_Rows from a dataset for labeling boxes:_
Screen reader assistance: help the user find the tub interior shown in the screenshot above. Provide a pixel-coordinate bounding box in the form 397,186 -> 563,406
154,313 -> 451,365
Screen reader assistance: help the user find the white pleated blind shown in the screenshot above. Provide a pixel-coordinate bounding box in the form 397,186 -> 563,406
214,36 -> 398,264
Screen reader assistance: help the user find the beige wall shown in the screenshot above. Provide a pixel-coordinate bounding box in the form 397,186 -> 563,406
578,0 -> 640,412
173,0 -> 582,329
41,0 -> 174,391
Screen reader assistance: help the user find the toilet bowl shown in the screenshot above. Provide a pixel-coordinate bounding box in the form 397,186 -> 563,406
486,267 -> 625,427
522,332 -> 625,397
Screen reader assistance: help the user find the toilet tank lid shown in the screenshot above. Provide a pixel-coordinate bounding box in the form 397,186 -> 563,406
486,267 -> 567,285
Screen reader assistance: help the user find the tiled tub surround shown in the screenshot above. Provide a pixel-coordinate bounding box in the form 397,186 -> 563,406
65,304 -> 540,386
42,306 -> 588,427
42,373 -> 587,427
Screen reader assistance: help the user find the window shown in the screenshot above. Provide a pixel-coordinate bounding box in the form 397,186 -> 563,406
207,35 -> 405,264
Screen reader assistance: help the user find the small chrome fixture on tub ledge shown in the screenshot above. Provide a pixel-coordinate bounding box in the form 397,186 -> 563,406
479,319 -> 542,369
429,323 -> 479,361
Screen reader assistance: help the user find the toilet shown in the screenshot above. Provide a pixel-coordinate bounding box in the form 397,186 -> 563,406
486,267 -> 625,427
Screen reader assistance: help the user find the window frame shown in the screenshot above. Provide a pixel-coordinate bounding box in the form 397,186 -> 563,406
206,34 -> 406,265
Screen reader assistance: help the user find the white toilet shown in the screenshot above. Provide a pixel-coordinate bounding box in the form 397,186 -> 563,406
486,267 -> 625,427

_EXERCISE DIRECTIONS:_ Write out all of the lines above again, swapping "Screen reader assistance" for "Accessibility help" and leaving everything else unchanged.

_THE RESPONSE:_
Accessibility help: help the user find the tub interior shown in the screenshot above. Provide a pixel-coordinate bounding box in the form 397,186 -> 563,406
154,313 -> 451,365
Accessibility help: help the user find the white pleated blind shown in the screenshot above. Provide a pixel-coordinate bounding box in the form 397,186 -> 563,406
214,36 -> 398,264
Accessibility help: help the user find the beige wall shown in the screenshot above. Provide a pixel-coordinate bounding box in the form 397,186 -> 563,406
578,0 -> 640,412
173,0 -> 582,329
41,0 -> 174,391
Accessibility help: help the user find the toilet bowl shown in the screenshot above. Provide a pixel-coordinate bounding box in the form 397,186 -> 563,406
486,267 -> 625,427
522,332 -> 625,397
Accessibility help: help the user find the toilet tank lid shown in the screenshot above. Provide a pixel-coordinate bounding box in the form 397,186 -> 563,406
486,267 -> 567,285
Accessibility help: help the user find the tiled tub surround shown in the screenshot above. Provide a pixel-coordinate bounding box in the form 397,186 -> 563,406
65,304 -> 540,386
42,306 -> 588,427
42,373 -> 587,427
Accessibility help: help the user find the window shown in the screenshot above. Provide a pixel-coordinate bounding box in the form 397,186 -> 563,406
207,35 -> 405,264
Accessibility help: help the user find the small chrome fixture on tub ledge shown in the screenshot above. Provide a pixel-coordinate bounding box in the form 397,186 -> 563,406
479,319 -> 542,369
429,323 -> 479,361
Accessibility help: help the user find the toilet shown in the screenshot above. Provide a pixel-coordinate bounding box in the form 397,186 -> 563,406
486,267 -> 625,427
Accessibility help: help the user find the window frame shown in the screenshot above. Provide a pixel-coordinate bounding box in the form 397,186 -> 563,406
206,34 -> 406,265
Accessibility help: help the user find the white toilet shown in the screenshot above. Provide a pixel-coordinate bounding box in the form 397,186 -> 563,406
486,267 -> 625,427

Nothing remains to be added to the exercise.